▸ EXERCISE AIM: Carry on the passage below about running project meetings in Pipeline, picking up right after its final sentence.

▸ PASSAGE FOR REVIEW:
Most of these best practices are familiar to Project Managers through the PMIs guidelines for effective meetings. But it requires a high-level of discipline, and if you have days where your diary is filled with meetings, then finding the time to achieve this level of discipline can be challenging.

Make It Easier To Do The Right Thing

To make it easier, we added Project Meeting support to Pipeline. We listened to customers and realised that they use a variety of tools to set-up meetings, handle invitations, allocate meeting rooms, and setup teleconference bridge details and so forth. So our first goal was not to re-invent those tools, attempt to obsolete them, or integrate with them all. But rather to provide a single place where all the artifacts of the meeting could reside.

If you use Outlook to manage your meetings, then when you create the meeting, you simply add a link to your project’s meeting page in your Outlook calendar entry — just as you might add a Google Hangout link, or a Webex link.

Add agenda items for your meeting. Each item has a Note field associated with it that lets you capture notes for a specific agenda item.

Add the attendees for the meeting. Each attendee has an associated profile that you can use to help better understand the attendees. This means that even if you’re meeting virtually with colleagues that you’ve never interacted with before in person, you’ll feel better prepared, and have icebreaker topics for a conversation.

In the meeting description, let people know the purpose of the meeting. If there are decisions to be made, add them to the Decisions section of the meeting.

Add all of the documents that you want people to review. You can either add a link from your document management system, or if you don’t have one, use PIpeline’s built-in cloud file system. It uses a secure Google Drive that’s only accessible by your company. Check the “Pre-Reading” tick box to let the attendees know that they need to prepare for the meeting by doing the pre-reading.

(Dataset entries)
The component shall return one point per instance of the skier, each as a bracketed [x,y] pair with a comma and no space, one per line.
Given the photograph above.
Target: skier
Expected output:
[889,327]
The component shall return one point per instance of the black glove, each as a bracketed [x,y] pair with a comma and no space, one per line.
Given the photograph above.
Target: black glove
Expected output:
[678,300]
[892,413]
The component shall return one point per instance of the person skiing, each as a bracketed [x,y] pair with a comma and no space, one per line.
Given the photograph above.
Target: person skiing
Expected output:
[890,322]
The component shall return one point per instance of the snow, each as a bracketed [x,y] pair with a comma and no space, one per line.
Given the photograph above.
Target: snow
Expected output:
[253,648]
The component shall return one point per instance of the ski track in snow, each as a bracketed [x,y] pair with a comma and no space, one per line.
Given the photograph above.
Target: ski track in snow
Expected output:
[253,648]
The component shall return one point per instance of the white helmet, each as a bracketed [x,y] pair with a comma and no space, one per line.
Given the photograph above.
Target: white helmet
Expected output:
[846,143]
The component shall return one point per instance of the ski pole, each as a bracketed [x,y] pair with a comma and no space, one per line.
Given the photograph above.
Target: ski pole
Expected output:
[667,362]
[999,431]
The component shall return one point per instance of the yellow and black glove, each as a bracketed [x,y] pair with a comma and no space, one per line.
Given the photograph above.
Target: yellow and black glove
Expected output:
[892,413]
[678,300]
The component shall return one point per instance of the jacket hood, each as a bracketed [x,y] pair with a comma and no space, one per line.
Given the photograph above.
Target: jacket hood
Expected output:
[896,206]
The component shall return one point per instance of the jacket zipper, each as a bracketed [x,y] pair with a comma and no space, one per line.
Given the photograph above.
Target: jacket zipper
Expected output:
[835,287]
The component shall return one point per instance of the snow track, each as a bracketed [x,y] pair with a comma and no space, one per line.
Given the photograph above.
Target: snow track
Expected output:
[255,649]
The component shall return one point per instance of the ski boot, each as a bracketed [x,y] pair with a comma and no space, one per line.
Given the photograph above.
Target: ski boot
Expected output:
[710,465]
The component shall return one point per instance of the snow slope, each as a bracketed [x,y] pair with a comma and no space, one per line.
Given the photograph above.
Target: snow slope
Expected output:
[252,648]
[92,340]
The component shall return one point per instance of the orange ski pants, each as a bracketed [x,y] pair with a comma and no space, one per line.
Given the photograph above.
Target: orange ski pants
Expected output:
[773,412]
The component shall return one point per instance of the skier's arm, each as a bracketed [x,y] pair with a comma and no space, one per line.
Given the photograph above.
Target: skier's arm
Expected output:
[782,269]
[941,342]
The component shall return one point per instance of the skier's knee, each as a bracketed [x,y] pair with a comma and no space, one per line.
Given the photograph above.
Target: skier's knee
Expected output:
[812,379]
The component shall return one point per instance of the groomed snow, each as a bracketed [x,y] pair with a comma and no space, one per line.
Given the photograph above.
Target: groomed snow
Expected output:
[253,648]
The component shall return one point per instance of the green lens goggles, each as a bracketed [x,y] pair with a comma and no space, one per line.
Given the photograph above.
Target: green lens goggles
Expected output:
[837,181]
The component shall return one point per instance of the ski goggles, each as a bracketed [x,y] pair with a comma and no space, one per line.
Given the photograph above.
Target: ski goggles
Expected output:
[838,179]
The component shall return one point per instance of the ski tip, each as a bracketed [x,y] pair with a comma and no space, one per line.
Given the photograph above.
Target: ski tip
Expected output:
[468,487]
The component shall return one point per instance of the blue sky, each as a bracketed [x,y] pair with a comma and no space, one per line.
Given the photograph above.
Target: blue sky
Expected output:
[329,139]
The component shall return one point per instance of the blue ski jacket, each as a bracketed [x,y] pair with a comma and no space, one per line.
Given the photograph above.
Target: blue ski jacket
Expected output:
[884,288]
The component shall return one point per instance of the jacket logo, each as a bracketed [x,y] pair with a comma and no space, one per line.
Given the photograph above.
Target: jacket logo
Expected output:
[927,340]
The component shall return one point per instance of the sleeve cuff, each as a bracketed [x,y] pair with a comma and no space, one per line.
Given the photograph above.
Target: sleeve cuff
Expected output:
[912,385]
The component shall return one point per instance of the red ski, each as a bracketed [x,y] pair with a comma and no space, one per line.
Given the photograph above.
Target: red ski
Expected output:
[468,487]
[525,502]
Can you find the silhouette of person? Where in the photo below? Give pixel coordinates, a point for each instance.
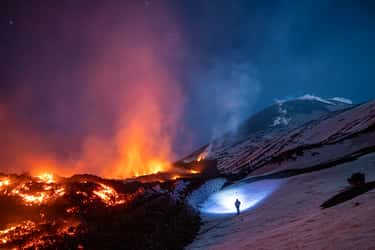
(237, 204)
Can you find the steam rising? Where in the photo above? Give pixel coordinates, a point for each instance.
(112, 111)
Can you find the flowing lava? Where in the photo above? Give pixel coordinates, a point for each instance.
(43, 195)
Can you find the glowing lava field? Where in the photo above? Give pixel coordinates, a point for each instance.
(87, 212)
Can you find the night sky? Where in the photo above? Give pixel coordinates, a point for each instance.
(64, 64)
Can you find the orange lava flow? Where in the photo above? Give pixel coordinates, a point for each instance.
(108, 195)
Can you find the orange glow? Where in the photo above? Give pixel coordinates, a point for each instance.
(193, 171)
(46, 177)
(128, 106)
(202, 156)
(108, 195)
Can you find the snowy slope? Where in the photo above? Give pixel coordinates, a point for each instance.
(291, 218)
(316, 142)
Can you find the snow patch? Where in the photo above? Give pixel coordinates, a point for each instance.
(343, 100)
(314, 98)
(282, 119)
(201, 194)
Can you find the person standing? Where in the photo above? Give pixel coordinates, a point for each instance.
(237, 204)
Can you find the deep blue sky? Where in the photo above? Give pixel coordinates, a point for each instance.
(237, 56)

▸ OUTPUT BELOW:
During the meeting, work your way through the agenda items. Use the Notes feature to capture information on the agenda item. If, during the course of the meeting, you diverge from the agenda, add a Discussion Item and capture the information.

Identify action items during the meeting and assign them as you go. They’ll show up immediately in the project tasks page, and in the task list of the person to whom they’re assigned. If you identify any risks or issues during the meeting, you can quickly capture them. They’re automatically added to your project so you can follow up on them later.

Remember, meetings are a team effort, and this means everyone on the team can capture and share meeting information in real-time using Pipeline’s real-time database. Everyone on the team is engaged in the meeting process, the onus doesn’t just fall on one person to take notes, and manage action items.

And since Pipeline is a mobile-first web application it means that you don’t have to have your laptop with you to participate in the meeting. You can easily add Pipeline to your phone or tablet, by browsing to the site and tapping “Add To Home Screen”.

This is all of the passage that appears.